Roland had started up another label in 1962 named Renay, cutting local acts like Narvel Felts, Jerry Lane and Ken Williams. The big fat Memphis grease of Williams’ My Very Own (Trash Can) gives you an idea of the creative atmosphere at Sonic in those days. Wammack fit right in. Originally released on Renay, a song Roland cut on Narvel Felts’ drummer Matt Lucas would be picked up by Mercury after Rufus Thomas got behind it on WDIA. Issued on their Smash subsidiary in May of 1963, I’m Movin’ On (a rockin’ cover of Hank Snow’s 1950 smash hit) would hit the charts itself that Summer and climb almost halfway up Billboard’s Hot 100, stalling at #56. An even bigger hit in Canada (go figure), Lucas needed a guitar player to go up North with him in support of the record, and Travis was only too happy to oblige.
One of Style Wooten‘s first productions at Sonic was on a gentleman named Cowboy Slim Dortch (who had no doubt, like Quinton Claunch, spent his youth listening to ‘border-blaster’ XEG). The smokin’ Sixteen Miles is one of the few examples of pure Rockabilly cut in the midst of the British Invasion. After Slim exhorts Travis to “Make it moan, son!”, he does just that, whipping out some of the fastest guitar licks ever committed to vinyl. Phew! Speaking of Rockabilly, Arkansas’ own Bobby Lee Trammell booked Sonic soon after that and cut six sides for the obscure Hot label. In addition to that twangin’ guitar, I believe it’s our boy Travis that intones the name of Bobby’s favorite condiment here on this awesome garage rocker Mayonnaise, with label credit to Roland Janes as producer. Yeah, baby!
In the Spring of 1964, Wammack got a call from his booking agent, Ray Brown, about a six week gig that Summer backing up British pop duo Peter and Gordon, then climbing the charts with Lennon-McCartney’s A World Without Love. Smack dab in the middle of the ongoing Beatlemania that was sweeping the nation, Travis has some tales to tell about that tour (incuding a rather shocking one of their appearance at the New York World’s Fair!). Another Memphis group, Reggie Young and Bill Black’s Combo, would be accompanying The Fab Four themselves on their second U.S. tour that August, but Travis and his band were out there among ’em first.

Data shown »
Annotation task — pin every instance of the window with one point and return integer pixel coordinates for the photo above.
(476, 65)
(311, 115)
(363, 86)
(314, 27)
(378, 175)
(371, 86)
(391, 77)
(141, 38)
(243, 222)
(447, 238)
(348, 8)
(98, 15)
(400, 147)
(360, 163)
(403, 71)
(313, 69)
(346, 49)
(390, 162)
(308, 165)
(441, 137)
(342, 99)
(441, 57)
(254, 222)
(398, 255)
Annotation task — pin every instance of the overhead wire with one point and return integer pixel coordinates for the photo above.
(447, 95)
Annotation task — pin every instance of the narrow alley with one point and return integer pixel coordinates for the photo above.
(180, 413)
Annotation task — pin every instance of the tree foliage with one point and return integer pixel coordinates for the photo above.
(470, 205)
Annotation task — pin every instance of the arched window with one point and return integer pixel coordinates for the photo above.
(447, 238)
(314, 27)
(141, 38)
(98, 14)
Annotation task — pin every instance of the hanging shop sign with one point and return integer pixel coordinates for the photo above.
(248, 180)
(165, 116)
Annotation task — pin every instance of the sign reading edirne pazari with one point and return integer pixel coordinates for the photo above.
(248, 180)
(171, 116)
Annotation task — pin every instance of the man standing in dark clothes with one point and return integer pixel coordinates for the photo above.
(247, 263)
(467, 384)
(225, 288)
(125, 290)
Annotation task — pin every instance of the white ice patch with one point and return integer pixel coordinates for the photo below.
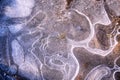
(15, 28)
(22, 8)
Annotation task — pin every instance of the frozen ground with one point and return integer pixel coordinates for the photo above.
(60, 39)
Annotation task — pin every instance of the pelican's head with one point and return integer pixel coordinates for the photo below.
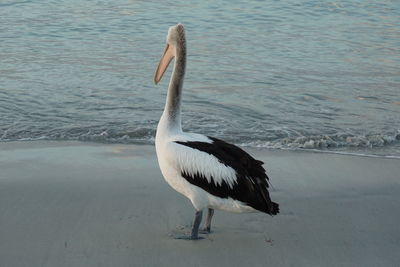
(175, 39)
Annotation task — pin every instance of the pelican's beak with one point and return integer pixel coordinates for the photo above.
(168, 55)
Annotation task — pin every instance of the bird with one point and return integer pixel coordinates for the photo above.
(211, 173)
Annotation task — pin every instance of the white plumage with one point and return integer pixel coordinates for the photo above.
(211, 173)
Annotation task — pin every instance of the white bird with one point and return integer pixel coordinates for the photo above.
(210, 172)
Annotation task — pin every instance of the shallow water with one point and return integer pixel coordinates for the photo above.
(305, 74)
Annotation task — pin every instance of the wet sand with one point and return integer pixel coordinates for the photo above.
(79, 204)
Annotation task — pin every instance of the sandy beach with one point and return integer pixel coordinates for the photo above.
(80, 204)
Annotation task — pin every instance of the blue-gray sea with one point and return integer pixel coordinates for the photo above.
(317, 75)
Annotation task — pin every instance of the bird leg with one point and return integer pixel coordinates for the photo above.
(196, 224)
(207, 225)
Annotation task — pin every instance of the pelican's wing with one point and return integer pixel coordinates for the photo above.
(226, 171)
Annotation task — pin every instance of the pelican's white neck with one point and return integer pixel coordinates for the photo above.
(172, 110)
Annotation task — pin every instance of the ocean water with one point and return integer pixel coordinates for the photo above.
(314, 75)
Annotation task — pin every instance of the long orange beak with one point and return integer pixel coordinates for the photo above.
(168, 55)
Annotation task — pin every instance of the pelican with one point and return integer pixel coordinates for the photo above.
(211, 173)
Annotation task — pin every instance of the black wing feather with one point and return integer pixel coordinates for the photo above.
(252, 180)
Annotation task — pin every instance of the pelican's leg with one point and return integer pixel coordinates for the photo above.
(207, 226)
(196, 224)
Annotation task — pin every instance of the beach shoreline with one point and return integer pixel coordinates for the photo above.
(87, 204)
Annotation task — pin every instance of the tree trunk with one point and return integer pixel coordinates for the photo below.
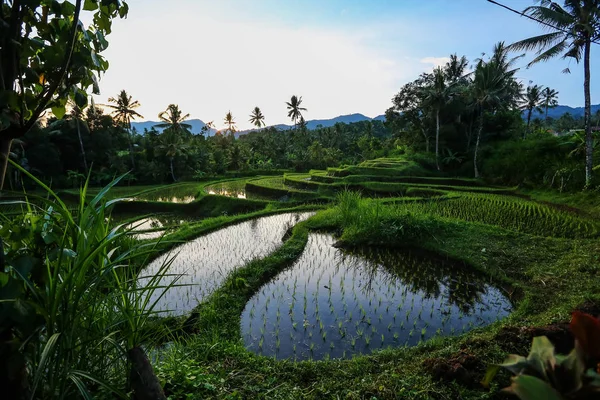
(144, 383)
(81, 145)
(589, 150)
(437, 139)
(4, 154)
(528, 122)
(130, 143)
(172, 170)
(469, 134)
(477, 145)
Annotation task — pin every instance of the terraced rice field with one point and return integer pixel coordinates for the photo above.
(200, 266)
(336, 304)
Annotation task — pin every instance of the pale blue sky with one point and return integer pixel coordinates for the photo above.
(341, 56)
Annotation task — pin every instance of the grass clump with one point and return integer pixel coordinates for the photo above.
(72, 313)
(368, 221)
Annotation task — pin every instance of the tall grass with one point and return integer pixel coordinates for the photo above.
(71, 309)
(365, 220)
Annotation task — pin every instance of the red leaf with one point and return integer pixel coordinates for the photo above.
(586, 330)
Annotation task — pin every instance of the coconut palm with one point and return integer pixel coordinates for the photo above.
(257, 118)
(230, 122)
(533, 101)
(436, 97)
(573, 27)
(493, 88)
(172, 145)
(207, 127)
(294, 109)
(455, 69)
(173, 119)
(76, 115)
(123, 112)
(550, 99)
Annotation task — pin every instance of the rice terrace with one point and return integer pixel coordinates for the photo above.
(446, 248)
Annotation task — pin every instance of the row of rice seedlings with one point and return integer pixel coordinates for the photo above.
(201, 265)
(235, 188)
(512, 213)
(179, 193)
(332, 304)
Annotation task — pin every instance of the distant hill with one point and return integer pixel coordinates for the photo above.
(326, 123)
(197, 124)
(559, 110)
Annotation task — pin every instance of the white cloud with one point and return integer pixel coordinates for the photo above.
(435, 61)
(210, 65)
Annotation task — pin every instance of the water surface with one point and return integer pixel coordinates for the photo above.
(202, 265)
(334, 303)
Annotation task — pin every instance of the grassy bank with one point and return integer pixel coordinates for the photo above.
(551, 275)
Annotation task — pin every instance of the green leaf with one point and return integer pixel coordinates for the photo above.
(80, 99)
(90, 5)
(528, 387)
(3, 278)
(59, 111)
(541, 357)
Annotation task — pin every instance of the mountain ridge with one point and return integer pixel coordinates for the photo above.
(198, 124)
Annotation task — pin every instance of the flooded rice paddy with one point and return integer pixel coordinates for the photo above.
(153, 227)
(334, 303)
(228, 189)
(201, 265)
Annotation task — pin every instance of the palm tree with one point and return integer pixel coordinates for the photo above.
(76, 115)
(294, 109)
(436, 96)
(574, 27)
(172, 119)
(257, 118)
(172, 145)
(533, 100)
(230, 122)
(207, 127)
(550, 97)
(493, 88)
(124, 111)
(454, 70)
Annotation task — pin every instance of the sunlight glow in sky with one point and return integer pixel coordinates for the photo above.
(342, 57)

What to do »
[1] Name every song title that appears in the passage about Travis Wammack.
[2] Write the next part of the passage about Travis Wammack, starting right after its final sentence.

Expected outputs »
[1] My Very Own (Trash Can), I'm Movin' On, Sixteen Miles, Mayonnaise, A World Without Love

[2]
1964 was also the year that Roland formed the ARA (American Recording Association) label with someone named Wayne Todd, to release some of the material he had been recording on Travis, Prentiss McPhail and others. Jerry Wexler apparently got wind of the label in New York while Travis was up there that Summer, and picked up National distribution on it that August. Firefly was supposed to be the A side of ARA 204, but it was the Big Apple disk jockeys that flipped the record over and ‘got on’ Scratchy which, with the big company’s muscle behind it, would spend 12 weeks on the charts that Fall.
Just a hugely influential record on both sides of the Atlantic, I don’t think you can say enough about how groundbreaking a recording this was. It would peak at #69 in Cashbox that December (as Johnny Rivers’ version of the Harold Dorman song that had started it all was climbing into the top ten), but remains a timeless guitar classic. Travis still sings the praises of what a studio genius Roland was. Working in an era before multi-track capability, he was a master at ‘ping-ponging’ overdubs without any degradation of quality. That garbled section there in the middle of Scratchy represents the first instance of running the tape backwards to be released on vinyl – years before ‘Revolver’ hit the racks, boys and girls. The fact that this funky studio located in a strip mall in Memphis represented the state-of-the-art in experimental recording techniques at the time is kind of hard to get your mind around… but it did. Thank You Mister Janes!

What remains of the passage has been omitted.